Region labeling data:
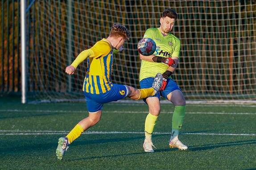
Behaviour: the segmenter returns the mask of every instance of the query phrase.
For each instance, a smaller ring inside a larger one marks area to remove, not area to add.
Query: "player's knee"
[[[177,99],[173,104],[175,106],[185,106],[186,105],[185,98],[182,95],[181,97]]]
[[[153,108],[149,108],[149,113],[154,116],[157,116],[160,113],[161,108],[160,107],[154,107]]]
[[[90,118],[91,126],[93,126],[100,120],[100,116],[91,117]]]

**Given request:**
Please reproduce every line of the data above, requests included, with each polygon coordinate in the answers raised by 88. Omit the pictures.

**Correct response:**
Behaviour: the segmenter returns the mask of every instance of the query phrase.
For each instance, a smaller ring inside a larger one marks area to remove, not area to add.
Query: "player's knee"
[[[265,187],[261,192],[263,194],[273,194],[274,193],[273,186],[270,183],[269,185]]]
[[[241,196],[237,196],[237,201],[242,204],[245,204],[248,201],[249,196],[248,195],[242,195]]]
[[[178,206],[179,214],[181,214],[188,208],[188,204],[179,205]]]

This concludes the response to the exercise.